Excerpt:
That makes sense, because you could chop up characters when reading by bytes. If you really need to read() some bytes but keep your Encoding you will need to set and validate it manually. Here's one way you might do something like that:

$ cat read_to_char.rb 
# encoding: UTF-8
open("ascii.txt", "w+:UTF-8") do |f|
  f.puts "Résumé"
  f.rewind
  str = f.read(2)
  until str.dup.force_encoding(f.external_encoding).valid_encoding?
    str << f.read(1)
  end
  str.force_encoding(f.external_encoding)
  p [str.encoding.name, str]
end
$ ruby read_to_char.rb 
["UTF-8", "Ré"]

In that example, I just read() the fixed bytes I wanted and then push forward byte by byte until my data is valid in the desired Encoding. I had to test a dup() of the data and only force_encoding() when I was sure I was done reading, because UTF-8 and ASCII-8BIT are not compatible?() and would have raised Encoding::CompatibilityError as I was adding on bytes.

Data rows:

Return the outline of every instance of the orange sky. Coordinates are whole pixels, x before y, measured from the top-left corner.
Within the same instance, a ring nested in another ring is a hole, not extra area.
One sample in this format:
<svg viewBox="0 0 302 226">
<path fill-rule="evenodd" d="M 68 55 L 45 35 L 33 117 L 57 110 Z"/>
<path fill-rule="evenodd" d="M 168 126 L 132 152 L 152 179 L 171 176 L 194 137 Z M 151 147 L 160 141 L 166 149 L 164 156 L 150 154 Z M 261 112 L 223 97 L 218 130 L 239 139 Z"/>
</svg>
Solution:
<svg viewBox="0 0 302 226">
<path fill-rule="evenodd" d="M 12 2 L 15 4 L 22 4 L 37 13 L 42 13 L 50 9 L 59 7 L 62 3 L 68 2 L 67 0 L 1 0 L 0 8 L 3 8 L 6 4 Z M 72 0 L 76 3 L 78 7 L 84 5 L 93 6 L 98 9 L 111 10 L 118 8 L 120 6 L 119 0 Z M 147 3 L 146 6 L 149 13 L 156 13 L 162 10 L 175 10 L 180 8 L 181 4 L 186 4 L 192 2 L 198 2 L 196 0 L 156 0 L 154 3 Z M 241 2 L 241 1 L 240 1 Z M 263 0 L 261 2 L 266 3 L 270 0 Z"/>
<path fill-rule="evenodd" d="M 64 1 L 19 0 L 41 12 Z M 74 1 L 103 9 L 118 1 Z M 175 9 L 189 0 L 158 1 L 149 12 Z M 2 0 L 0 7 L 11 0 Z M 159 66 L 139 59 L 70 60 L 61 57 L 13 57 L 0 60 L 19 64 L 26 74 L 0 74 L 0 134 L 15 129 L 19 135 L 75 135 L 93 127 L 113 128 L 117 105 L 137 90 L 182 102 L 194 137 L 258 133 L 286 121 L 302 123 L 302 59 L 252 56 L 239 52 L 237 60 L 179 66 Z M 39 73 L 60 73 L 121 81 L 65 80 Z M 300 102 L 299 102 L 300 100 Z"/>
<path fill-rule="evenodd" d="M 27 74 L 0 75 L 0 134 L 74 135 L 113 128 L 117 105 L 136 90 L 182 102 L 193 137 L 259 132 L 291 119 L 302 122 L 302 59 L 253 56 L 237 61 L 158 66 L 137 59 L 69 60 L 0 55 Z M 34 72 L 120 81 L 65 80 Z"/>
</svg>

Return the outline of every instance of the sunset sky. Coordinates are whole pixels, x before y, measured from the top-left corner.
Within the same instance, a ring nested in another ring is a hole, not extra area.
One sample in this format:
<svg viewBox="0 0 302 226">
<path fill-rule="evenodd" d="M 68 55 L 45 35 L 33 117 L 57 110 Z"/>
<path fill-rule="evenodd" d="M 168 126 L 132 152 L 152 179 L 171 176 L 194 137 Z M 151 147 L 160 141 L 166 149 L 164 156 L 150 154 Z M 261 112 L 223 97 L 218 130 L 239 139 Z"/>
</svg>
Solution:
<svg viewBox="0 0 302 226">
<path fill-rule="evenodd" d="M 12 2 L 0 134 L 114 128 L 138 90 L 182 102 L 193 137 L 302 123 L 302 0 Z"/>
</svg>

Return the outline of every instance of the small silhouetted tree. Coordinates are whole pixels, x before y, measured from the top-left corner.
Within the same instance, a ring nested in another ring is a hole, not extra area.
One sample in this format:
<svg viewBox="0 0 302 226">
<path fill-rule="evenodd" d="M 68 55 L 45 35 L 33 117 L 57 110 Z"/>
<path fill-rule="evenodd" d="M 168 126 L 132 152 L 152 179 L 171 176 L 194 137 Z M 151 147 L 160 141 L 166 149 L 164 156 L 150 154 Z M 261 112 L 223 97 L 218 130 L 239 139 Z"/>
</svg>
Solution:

Tasks to carry out:
A. In the Ruby encoding excerpt, what line does running read_to_char.rb print?
B. Write the next paragraph of the Ruby encoding excerpt.
The entries aren't needed for anything here.

Task-by-task results:
A. ["UTF-8", "Ré"]

B.
Working with binary data also requires you to know one more thing about Ruby's IO objects. Ruby has a feature where it translates some data you read on Windows. The translation is super simple: "\r\n" sequences read from an IO object are simplified to a solo "\n". This features is to help make Unix scripts work well on a platform that has different line endings. It does create a gotcha though: when you're going to read any non-text data, be it binary data or just a non-ASCII compatible Encoding like UTF-16, you need to warn Ruby not to do the translation for your code to be properly cross-platform.

By the way, this isn't new. This was even true in the Ruby 1.8 era.

Telling Ruby to treat the data as binary and not perform any translation (again, only active on Windows) is simple. You can just add a "b" for binary to your mode String in a call to open(). Thus you would read with something like:

open(path, "rb") do |f|
  # ...
end

or write with code like:

open(path, "wb") do |f|
  # ...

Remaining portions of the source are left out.